» What you are asked to do:
Copy out every line in the entries below that includes "arched".

» Data supplied:
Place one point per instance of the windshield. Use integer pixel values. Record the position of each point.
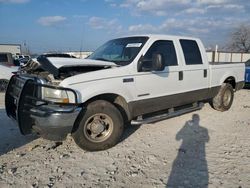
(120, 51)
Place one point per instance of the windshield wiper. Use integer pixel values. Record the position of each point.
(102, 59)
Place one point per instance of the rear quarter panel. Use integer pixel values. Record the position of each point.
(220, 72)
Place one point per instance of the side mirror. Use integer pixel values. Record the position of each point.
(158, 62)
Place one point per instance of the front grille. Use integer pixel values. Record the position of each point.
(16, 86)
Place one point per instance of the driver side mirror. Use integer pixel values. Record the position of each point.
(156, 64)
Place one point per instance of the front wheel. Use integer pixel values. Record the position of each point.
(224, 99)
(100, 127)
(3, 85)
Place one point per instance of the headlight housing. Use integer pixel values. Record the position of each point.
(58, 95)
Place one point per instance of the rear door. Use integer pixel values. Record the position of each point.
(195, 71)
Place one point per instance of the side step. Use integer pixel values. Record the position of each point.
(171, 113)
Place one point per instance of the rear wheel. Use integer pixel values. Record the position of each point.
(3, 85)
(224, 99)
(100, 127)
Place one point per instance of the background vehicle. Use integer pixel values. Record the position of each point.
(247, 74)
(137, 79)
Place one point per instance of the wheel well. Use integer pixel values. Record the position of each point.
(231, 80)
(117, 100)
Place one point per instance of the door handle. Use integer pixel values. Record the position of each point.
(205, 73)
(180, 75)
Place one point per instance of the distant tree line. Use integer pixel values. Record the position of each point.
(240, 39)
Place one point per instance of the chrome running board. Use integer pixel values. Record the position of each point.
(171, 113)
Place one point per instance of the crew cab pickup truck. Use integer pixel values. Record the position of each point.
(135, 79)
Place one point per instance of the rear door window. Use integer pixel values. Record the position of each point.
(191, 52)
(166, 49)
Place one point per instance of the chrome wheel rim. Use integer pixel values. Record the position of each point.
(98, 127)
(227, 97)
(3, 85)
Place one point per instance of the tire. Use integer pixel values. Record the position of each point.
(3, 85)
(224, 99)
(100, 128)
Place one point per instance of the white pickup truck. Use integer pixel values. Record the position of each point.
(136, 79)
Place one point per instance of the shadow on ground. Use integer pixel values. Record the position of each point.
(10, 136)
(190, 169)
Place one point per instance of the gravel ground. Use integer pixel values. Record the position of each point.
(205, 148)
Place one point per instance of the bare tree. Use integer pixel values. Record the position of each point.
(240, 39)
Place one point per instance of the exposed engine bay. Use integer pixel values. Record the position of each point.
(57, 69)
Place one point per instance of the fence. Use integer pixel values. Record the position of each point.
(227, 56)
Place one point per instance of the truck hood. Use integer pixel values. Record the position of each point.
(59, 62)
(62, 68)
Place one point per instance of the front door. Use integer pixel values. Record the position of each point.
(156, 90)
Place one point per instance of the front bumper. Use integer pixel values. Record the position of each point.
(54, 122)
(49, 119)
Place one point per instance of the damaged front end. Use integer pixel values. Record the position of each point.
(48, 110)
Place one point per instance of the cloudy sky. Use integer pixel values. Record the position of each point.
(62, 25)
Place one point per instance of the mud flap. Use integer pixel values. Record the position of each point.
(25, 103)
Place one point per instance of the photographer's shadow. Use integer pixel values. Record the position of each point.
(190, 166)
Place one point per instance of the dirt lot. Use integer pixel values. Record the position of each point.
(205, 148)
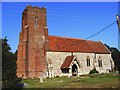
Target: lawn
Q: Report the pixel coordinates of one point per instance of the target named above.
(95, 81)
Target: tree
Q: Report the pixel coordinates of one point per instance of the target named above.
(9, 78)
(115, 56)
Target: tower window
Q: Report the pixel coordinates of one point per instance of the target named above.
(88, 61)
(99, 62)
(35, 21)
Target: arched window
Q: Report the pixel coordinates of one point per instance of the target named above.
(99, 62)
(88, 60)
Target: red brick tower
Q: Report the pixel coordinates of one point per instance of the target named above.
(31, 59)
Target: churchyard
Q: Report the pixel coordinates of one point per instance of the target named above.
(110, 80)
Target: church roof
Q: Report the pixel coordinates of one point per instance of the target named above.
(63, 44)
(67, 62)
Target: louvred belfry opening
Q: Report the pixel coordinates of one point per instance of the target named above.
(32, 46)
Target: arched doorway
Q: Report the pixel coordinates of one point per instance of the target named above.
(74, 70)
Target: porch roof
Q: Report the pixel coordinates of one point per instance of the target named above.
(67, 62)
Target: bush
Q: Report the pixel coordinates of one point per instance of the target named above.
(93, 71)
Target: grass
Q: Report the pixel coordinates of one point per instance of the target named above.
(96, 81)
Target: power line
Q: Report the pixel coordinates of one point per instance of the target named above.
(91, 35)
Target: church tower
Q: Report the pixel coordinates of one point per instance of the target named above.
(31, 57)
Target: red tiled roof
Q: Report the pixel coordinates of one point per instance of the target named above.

* * *

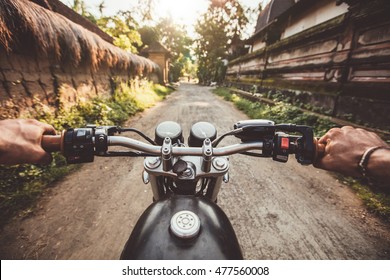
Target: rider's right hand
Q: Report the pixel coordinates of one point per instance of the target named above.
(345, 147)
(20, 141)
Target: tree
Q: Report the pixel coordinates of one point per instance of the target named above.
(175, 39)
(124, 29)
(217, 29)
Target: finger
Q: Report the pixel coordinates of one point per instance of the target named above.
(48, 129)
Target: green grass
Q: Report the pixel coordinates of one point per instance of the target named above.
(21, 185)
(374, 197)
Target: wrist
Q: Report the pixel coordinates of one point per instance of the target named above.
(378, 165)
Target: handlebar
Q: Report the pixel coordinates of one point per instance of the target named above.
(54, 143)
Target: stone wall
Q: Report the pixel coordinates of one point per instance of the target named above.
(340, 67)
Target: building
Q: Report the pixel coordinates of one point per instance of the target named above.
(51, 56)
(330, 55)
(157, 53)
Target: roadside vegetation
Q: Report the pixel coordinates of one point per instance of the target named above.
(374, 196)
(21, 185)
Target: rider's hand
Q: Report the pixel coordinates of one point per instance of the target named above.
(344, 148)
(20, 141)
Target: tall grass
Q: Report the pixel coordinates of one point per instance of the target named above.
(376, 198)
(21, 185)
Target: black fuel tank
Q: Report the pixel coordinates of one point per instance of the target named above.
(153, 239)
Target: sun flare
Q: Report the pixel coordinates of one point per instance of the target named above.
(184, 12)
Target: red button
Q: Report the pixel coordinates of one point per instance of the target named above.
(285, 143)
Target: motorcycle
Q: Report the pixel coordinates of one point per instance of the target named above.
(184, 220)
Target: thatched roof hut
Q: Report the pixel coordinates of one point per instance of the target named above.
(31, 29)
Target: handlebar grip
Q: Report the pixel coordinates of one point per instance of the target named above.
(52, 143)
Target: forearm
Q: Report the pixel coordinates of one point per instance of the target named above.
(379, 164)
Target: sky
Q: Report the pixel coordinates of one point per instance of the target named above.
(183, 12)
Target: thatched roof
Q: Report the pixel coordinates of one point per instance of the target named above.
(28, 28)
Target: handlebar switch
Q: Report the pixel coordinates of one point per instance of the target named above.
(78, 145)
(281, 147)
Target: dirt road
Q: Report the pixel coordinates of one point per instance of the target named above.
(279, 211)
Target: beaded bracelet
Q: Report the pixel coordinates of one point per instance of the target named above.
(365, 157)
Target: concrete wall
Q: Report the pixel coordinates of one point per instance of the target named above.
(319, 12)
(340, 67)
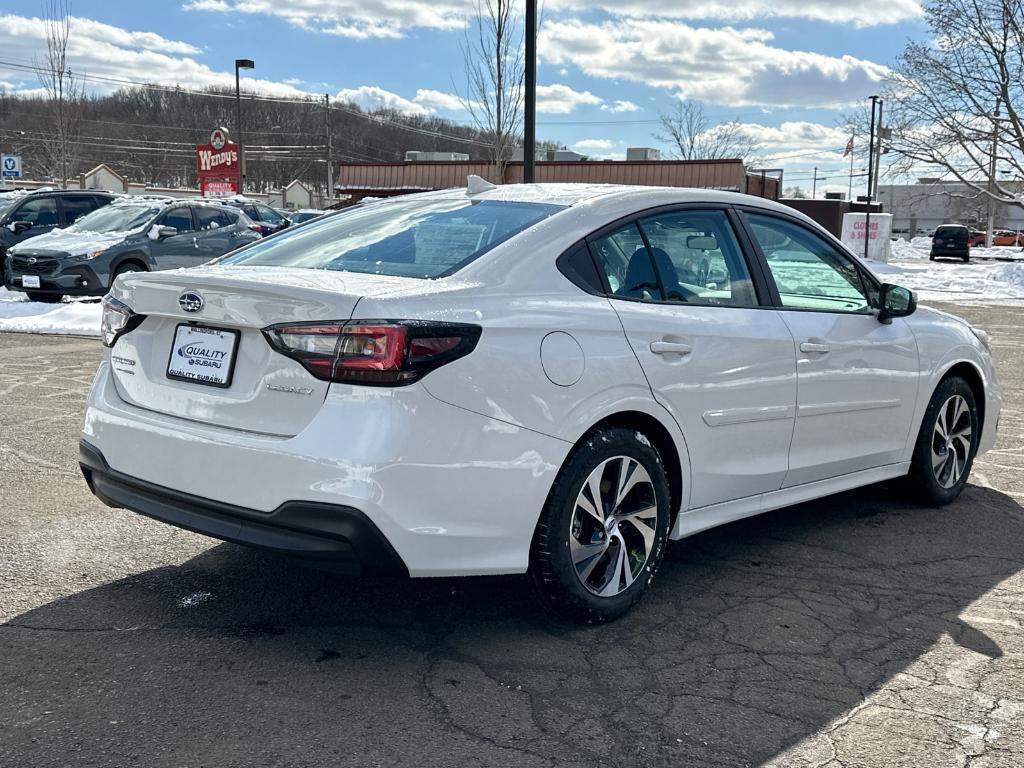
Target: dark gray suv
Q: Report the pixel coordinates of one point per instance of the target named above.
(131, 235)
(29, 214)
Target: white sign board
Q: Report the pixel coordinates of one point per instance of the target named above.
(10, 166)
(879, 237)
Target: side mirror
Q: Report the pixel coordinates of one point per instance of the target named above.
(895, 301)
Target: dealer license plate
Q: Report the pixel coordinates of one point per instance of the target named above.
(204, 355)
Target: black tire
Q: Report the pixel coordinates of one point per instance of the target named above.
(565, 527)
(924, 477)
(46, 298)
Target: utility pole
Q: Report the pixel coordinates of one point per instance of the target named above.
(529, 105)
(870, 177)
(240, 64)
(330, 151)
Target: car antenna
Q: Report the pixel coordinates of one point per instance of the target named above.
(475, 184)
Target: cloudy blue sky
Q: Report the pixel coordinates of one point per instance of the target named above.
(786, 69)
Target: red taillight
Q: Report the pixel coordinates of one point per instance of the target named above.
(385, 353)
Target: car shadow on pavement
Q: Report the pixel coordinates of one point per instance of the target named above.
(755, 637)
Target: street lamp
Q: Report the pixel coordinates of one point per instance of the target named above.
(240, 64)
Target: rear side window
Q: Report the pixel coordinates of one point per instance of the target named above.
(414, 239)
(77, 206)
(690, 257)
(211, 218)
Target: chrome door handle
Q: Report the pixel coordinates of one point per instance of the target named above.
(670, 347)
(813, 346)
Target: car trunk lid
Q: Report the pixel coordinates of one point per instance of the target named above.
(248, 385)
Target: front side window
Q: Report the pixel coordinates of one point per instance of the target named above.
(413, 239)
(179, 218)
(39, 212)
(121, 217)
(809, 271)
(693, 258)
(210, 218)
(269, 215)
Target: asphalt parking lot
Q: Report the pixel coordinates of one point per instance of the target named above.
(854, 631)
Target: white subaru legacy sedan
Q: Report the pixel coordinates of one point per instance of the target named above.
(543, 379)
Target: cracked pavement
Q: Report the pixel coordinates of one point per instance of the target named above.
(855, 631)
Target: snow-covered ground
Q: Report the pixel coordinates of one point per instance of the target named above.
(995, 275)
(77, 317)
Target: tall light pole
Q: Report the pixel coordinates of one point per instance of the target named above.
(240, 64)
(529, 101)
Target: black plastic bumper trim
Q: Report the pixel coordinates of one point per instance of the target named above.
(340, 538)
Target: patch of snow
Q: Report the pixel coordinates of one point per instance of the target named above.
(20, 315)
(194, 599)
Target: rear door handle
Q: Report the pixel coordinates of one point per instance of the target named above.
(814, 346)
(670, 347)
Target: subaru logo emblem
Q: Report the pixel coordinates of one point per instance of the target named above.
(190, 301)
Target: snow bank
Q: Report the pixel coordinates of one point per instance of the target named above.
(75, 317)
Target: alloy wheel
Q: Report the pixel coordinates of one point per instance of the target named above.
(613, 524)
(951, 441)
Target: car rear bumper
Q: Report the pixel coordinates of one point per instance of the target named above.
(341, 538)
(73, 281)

--

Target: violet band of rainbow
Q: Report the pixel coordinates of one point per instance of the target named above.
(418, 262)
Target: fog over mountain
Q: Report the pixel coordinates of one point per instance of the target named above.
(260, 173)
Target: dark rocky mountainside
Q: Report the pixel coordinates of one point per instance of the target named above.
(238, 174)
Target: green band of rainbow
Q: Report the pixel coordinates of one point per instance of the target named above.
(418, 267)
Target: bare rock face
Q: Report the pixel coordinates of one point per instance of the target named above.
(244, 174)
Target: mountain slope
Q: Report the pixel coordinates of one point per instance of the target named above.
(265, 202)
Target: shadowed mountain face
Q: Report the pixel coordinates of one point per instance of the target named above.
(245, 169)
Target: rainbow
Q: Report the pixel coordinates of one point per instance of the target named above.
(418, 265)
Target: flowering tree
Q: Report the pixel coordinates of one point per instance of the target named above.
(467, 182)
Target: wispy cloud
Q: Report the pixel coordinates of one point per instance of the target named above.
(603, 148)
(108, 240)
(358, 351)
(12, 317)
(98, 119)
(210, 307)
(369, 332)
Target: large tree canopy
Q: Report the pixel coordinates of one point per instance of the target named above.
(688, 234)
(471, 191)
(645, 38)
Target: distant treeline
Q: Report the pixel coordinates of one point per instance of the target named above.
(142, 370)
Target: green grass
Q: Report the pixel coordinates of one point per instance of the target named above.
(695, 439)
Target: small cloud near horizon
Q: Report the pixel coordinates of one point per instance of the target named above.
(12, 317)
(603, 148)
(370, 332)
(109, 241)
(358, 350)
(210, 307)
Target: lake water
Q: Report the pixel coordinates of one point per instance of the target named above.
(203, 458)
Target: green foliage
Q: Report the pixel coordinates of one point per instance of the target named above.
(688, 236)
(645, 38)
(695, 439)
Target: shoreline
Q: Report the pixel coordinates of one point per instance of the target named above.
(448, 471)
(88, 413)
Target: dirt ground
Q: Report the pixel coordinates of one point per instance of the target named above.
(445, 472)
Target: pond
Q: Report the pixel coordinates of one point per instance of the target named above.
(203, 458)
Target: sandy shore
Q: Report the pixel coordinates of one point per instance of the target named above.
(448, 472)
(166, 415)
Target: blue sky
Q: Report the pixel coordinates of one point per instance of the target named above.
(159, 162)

» Result of this task:
Target: arched window
Target: arched doorway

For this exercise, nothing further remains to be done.